* _DOCUMENT PASSAGE_
-------------------------
Book Review

A Daring Arrangement by Joanna Shupe

Edited 14 December 2017: This review has been revised and the grade has been changed. Please see note at the bottom of this review for amended grade information.

This week, while hanging out with the residents of my local cat café, I read my first Joanna Shupe historical. Shupe is known for writing American historicals set in the Gilded Age, and the first book of The Four Hundred Series, A Daring Arrangement, sticks to that theme.

I loved the change in setting from the Regency historicals I usually read, so this probably won’t  be the last book I read in the series, but some issues with the plot left me pretty irked at the end.

This is an engagement of convenience story. Lady Honora Parker was sent to live with her aunt and uncle in New York after her father, an Earl, caught her in flagrante delicto  with her lover (and love) a penniless artist named Robert. The Earl thinks Robert is a fortune hunter and wants Nora to find an American husband (or at least stay across the pond until she forgets about Robert).

Being a determined woman, Nora is like, “Fuck that noise.” So she finds the most completely unacceptable person she can, Julius Hatcher, a wealthy and outrageous playboy, and concocts a plot. She asks Julius to pretend to be her fiancé until her father, horrified, hauls her back to England where she can see Robert again.  What’s in it for him? Julius is new money and his shenanigans have made all the gossip papers, so he hasn’t been accepted into “society.” Why does he want access to said society? When Julius was a child, his father, a financier, entered in a gentlemen’s agreement with three society dudes. When the investment fell through, those dudes didn’t honor their part of the deal, ruining Julius’s family financially. His father was so devastated that he killed himself.

Julius is bound and determined to find these men and destroy them the way they destroyed his father. He’s been incredibly successful at investing and is loaded, but as new money he’s not welcome in the same circles in which Nora travels freely. Being engaged to her will open doors for him, and hopefully allow him to find the men who took his father from him.

A lot of this book worked for me. I really liked Nora and her absolute determination to follow the path she wanted for herself and not the one society and her family set. I was delighted to read a historical heroine who

Click for spoilers!
isn’t a virgin.

I also really liked Nora’s aunt who was supportive and knowing without being overwhelming. Strong female relationships, y’all.

Julius was a more uneven character. When Nora first approaches him, he’s completely shitfaced, riding a horse around a ballroom because he and his friends thought it would be funny to dine on horseback indoors. That’s gonna ruin those floors, you guys. That’s the kind of behavior that Nora thinks her father will abhor, and the kind of shenanigans that make Julius a darling of the gossip pages. Except after that one event, Julius isn’t scandalous at all. He’s a hard-working man who pulled his family back up, which doesn’t leave a ton of time for drunken indoor equestrian events.
-------------------------
* _LISTED ENTRIES_

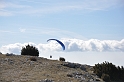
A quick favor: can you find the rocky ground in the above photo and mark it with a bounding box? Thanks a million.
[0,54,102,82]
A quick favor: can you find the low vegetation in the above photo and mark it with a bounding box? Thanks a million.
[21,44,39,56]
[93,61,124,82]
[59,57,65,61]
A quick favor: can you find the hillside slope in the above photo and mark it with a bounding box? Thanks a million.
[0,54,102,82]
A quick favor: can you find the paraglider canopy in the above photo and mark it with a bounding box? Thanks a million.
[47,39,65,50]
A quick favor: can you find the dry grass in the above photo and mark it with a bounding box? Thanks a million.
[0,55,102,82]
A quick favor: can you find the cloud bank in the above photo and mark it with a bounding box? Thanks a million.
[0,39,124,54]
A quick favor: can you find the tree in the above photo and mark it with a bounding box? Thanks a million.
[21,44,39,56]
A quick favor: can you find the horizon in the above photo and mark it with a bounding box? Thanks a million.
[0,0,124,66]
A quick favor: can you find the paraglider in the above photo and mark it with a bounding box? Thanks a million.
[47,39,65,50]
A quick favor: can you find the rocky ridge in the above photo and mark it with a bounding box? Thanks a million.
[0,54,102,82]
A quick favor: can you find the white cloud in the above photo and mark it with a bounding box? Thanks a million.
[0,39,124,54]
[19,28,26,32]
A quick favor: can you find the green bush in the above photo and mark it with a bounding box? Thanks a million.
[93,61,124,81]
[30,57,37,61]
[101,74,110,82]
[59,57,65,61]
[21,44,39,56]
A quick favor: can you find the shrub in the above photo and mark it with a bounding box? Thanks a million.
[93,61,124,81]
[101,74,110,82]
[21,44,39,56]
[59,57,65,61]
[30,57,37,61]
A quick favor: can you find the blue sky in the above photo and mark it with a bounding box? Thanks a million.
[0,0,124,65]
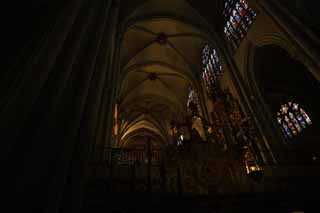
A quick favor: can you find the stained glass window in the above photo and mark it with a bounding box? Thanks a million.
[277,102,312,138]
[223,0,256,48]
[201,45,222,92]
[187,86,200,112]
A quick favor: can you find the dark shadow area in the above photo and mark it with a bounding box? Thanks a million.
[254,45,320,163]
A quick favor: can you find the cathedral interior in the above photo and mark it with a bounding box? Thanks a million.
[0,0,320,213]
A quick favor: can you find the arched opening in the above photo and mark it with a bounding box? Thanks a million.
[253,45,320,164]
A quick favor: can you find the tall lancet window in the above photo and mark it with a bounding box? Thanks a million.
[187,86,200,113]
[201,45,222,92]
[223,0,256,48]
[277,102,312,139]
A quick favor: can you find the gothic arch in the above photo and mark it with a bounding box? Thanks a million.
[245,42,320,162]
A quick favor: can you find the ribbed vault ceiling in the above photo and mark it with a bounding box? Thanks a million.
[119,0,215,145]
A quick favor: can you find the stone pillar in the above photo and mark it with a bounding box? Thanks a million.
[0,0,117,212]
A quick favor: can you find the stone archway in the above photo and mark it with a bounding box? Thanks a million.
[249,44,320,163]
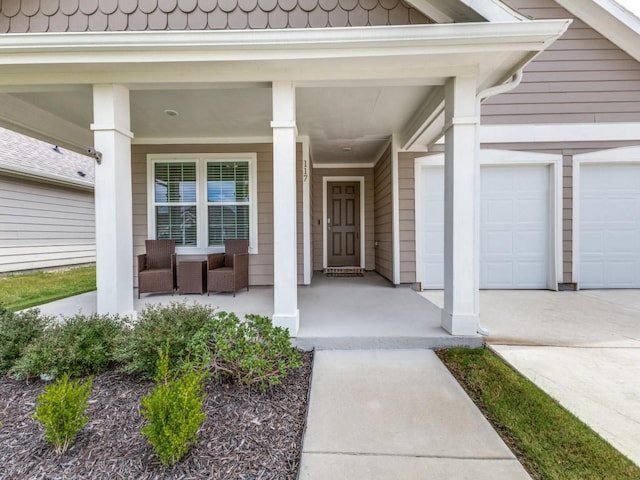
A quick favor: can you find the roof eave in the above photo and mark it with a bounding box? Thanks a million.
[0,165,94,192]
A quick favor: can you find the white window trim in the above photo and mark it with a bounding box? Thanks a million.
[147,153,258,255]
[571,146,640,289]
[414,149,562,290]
-------------------------
* _WHAT TO WORK ON_
a. According to the book review, which series does A Daring Arrangement begin?
b. Please print the stretch of the records from the line containing "A quick favor: can you find the ribbed" through the end of the records, leaving out the pictures.

* _ANSWERS TO THE TASKS_
a. The Four Hundred Series.

b.
A quick favor: can you find the ribbed vault ceiling in the above photo and mark it with a bounding box? Thanks a million.
[119,0,215,145]
A quick favor: can you find the stone pillar in the above photo and mark it with a bounding box? Thanks a million.
[0,0,117,212]
A quick favor: can you find the stone archway in the above photo and mark it with a bounding box? Thanks a million.
[249,44,320,163]
A quick favor: can you find the roof eave in the above photo and mark it with a bounding box? Thanks a million.
[0,165,94,192]
A quick favor: can you find the white window trim in the above photo and mark it with a bounding box? Thanks a million.
[147,153,258,255]
[571,146,640,289]
[414,149,562,290]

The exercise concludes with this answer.